BEGIN Data shown

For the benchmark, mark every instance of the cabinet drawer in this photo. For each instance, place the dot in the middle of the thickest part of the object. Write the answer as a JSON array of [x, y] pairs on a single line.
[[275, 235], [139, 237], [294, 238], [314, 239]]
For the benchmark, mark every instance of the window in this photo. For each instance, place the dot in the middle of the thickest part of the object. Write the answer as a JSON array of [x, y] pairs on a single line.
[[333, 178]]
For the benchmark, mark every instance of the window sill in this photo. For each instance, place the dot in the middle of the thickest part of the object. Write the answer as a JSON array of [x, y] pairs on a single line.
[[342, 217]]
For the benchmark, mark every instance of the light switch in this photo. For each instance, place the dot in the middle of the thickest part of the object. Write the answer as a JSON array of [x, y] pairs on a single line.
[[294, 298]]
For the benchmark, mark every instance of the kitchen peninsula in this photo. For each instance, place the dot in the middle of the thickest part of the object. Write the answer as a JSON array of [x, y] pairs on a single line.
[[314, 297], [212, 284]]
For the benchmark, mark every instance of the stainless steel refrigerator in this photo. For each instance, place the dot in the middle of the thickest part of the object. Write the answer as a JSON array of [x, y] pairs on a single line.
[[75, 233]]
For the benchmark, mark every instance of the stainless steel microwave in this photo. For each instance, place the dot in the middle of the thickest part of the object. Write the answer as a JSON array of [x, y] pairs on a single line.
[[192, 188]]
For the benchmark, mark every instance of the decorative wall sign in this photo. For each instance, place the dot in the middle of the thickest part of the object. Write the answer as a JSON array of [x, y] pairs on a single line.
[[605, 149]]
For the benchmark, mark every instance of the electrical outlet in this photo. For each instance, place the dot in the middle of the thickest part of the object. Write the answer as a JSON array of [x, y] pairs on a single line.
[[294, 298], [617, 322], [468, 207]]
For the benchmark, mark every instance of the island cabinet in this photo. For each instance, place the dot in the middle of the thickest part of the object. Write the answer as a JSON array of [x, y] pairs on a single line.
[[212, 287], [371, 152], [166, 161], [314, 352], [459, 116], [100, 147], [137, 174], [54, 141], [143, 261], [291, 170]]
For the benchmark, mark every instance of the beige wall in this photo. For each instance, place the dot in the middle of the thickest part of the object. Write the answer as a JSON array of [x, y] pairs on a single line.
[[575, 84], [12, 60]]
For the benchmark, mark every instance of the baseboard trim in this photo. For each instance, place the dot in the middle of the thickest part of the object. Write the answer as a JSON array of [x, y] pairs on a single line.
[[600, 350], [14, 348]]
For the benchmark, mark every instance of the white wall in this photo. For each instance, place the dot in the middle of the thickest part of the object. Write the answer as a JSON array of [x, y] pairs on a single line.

END Data shown

Rewrite the listing above, swapping every "thickest part" for "widest part" and leaving everything else unchanged.

## [Output for this task]
For the benchmark, mark every instance of the cabinet drawer in this photo. For each instance, place the dot in the middle of the widest part of the object. Write the answer as a JSON array of [x, y] pairs on a single line.
[[275, 235], [139, 237], [294, 238], [314, 239]]
For the benchmark, mark every instance of the window in this photo. For each instance, place the dot in the middle of the widest part of the object. Write the answer as a JSON array of [x, y] pairs on a single line.
[[333, 178]]
For the benchmark, mark every instance of the window sill in this photo. For each instance, place the dot in the middle of the widest part of the object. Write the answer as a JSON array of [x, y] pairs on a single line.
[[342, 217]]
For the benchmark, mark every instance of the light switch in this photo. For each instance, place the dot in the middle of the widest part of the object. Write the answer as a JSON array of [x, y] pairs on a single line.
[[294, 298]]
For the benchmark, mark every instance of the kitchen peninsula in this photo. For each instance, place the dot in the middle of the widest part of the object. Write the answer as a JSON array of [x, y] pairs on a single line.
[[314, 297], [212, 284]]
For the benchmark, mark every instance of the stainless steel refrigerator in this photo. For each instance, place the dot in the middle of the widest part of the object. Write the answer as a JSON array of [x, y] pairs on a single line.
[[75, 233]]
For the benchmark, mark every instance of the stainless steel microwave in this photo. For each instance, place the dot in the middle of the widest part of the object. Write the answer as a JSON array of [x, y] pairs on a single line.
[[192, 188]]
For the benchmark, mark every instance of the decorative wall sign in this photo. For each instance, place the dot in the middle of the widest part of the object. Write the answer as a JSON array of [x, y] pairs on a single line.
[[605, 149]]
For the benchmark, mark every instance of the electrical outlet in this photo. For each instance, place the dot in the middle of the widest part of the object. Write the answer as a JSON array of [x, y] pairs on a single line.
[[294, 298], [617, 322], [468, 207]]
For the benchmark, mark every instance of the island cabinet in this photo. For each instance, place the dot in the middle of the widest part of the object. Write the answer as a JSON array of [x, y] pairs on a single line.
[[212, 287], [371, 152], [166, 161], [314, 352], [459, 116], [100, 147], [137, 174], [54, 141], [143, 261], [291, 170]]
For the benchmark, mark every instance of the beige wall in this photo. For each instance, place the dot in the middle of the widest part of the object. Write the answer as a JSON array of [x, y] pairs on a single line.
[[575, 84], [12, 60]]
For the benchmark, mark every instance of the baseboard trim in this photo. For each instance, place the dot in the middle of the widest part of the object. Write the answer as a JSON array of [x, y] pairs on a single line.
[[600, 350], [14, 348]]
For the benchmark, mark every instance of the white wall in this photo. For each instance, place the dot in the middle of the widest part of the object. Write the answer as a JSON array of [x, y] pairs on a single line.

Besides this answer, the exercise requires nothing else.